__YOUR GOAL__:
Copy the records word for word, from their first line through the line that contains "61], [19, 239]]", including that line.

>> begin

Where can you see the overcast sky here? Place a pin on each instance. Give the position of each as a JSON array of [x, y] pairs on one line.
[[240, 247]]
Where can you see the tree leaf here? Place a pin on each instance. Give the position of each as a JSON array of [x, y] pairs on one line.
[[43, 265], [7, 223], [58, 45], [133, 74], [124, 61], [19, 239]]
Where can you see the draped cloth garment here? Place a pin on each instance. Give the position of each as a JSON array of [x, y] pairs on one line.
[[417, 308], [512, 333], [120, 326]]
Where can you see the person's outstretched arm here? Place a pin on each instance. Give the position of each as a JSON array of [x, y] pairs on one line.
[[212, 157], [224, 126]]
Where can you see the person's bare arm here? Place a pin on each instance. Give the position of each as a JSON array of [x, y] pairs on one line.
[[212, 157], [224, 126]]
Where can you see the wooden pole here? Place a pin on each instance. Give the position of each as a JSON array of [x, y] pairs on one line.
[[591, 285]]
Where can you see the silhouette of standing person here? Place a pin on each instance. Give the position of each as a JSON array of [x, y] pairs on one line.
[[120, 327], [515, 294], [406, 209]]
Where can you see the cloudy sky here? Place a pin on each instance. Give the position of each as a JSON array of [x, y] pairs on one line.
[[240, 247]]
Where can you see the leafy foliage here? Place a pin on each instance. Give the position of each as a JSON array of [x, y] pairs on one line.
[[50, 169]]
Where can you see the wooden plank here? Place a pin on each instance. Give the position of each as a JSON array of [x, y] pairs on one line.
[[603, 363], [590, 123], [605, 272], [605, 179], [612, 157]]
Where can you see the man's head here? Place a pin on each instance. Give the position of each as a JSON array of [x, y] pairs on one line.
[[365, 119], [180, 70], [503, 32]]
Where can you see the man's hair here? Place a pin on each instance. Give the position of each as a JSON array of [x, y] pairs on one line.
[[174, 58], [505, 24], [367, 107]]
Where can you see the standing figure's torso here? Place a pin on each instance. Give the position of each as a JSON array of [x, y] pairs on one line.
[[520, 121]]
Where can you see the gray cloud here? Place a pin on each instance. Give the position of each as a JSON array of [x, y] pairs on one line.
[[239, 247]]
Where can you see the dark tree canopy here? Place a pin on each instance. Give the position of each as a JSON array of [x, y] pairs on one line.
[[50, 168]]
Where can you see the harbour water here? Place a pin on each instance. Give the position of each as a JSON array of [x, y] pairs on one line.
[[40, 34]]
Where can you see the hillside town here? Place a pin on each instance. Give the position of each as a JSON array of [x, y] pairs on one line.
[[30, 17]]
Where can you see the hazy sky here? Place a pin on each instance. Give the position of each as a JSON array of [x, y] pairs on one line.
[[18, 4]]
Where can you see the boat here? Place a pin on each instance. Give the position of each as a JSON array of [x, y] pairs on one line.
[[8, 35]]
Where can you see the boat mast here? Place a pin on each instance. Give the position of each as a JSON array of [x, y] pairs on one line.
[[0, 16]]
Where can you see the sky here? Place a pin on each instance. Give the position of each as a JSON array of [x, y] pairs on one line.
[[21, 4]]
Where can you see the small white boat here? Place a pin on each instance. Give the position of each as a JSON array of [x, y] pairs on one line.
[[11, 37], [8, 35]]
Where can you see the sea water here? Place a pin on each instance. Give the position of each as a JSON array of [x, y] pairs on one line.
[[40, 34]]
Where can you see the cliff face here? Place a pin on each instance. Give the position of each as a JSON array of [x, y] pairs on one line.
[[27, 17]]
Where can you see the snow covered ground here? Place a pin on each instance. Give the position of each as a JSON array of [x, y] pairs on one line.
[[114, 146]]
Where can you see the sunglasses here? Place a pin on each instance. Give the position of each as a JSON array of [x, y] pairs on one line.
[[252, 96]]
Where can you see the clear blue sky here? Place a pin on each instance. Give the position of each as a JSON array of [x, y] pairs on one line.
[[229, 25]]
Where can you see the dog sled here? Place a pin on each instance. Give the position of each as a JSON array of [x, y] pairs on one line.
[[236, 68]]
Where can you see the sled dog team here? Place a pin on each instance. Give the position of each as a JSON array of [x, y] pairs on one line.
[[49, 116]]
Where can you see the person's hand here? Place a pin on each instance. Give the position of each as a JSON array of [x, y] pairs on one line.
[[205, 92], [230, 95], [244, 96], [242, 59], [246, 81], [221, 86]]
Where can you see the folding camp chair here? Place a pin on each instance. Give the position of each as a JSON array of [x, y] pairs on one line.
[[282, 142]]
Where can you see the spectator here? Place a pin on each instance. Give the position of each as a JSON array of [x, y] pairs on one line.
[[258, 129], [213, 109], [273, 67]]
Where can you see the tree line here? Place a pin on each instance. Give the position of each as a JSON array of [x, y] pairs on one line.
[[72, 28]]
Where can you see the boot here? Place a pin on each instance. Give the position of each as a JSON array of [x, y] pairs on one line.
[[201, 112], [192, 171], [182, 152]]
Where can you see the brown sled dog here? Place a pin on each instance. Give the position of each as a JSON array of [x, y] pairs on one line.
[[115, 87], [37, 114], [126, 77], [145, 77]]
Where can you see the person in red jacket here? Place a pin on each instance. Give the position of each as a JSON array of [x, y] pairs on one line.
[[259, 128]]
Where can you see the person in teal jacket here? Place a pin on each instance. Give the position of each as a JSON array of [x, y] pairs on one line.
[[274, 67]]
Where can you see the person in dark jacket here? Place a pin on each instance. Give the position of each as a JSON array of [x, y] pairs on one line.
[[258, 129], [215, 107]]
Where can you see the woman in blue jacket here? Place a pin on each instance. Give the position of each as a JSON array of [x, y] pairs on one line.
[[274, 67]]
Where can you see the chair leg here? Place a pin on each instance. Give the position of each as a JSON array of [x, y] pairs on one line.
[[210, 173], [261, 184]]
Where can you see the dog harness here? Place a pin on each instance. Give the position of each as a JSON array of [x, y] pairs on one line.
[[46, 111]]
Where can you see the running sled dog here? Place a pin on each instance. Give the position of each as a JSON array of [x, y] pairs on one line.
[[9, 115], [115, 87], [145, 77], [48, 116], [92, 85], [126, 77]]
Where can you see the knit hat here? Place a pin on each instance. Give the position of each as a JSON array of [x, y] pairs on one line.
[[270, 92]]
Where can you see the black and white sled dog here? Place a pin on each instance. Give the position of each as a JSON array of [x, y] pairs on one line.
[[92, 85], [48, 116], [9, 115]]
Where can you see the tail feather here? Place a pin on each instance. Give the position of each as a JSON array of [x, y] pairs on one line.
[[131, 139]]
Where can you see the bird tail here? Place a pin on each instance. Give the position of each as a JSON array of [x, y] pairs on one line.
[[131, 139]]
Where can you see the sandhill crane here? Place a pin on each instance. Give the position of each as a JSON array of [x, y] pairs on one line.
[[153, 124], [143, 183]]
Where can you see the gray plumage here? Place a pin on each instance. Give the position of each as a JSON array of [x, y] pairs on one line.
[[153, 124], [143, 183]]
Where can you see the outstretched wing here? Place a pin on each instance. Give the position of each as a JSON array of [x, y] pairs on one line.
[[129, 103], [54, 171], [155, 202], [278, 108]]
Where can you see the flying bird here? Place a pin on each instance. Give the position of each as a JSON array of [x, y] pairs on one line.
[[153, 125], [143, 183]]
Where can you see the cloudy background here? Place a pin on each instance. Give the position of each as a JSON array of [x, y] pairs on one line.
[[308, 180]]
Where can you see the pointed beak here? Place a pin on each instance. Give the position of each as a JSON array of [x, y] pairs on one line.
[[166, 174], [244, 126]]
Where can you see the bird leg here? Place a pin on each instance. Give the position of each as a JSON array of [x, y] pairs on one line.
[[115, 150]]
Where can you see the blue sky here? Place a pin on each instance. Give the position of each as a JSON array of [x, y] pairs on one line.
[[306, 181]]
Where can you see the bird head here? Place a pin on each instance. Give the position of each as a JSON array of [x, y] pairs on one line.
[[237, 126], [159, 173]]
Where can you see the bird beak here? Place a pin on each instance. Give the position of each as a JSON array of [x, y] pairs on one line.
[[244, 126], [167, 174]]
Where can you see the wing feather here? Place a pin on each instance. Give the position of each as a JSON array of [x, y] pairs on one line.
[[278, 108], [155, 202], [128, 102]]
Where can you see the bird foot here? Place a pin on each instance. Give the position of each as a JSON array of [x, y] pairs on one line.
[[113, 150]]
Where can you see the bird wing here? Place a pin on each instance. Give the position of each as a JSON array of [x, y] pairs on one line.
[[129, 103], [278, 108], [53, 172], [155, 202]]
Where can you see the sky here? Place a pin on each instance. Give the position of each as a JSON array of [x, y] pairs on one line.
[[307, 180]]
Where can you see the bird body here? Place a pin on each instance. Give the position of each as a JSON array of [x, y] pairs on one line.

>> end

__EXERCISE RESPONSE__:
Where can you see the overcast sky here? Place a pin on each instance. Give the position of each as a JSON array of [x, y] pairs on one line.
[[240, 247]]
Where can you see the tree leaf here? Place a pin on each instance. Give the position of each as a JSON array of [x, y] pairs on one line.
[[43, 265], [7, 223], [58, 45], [133, 74], [124, 61], [19, 239]]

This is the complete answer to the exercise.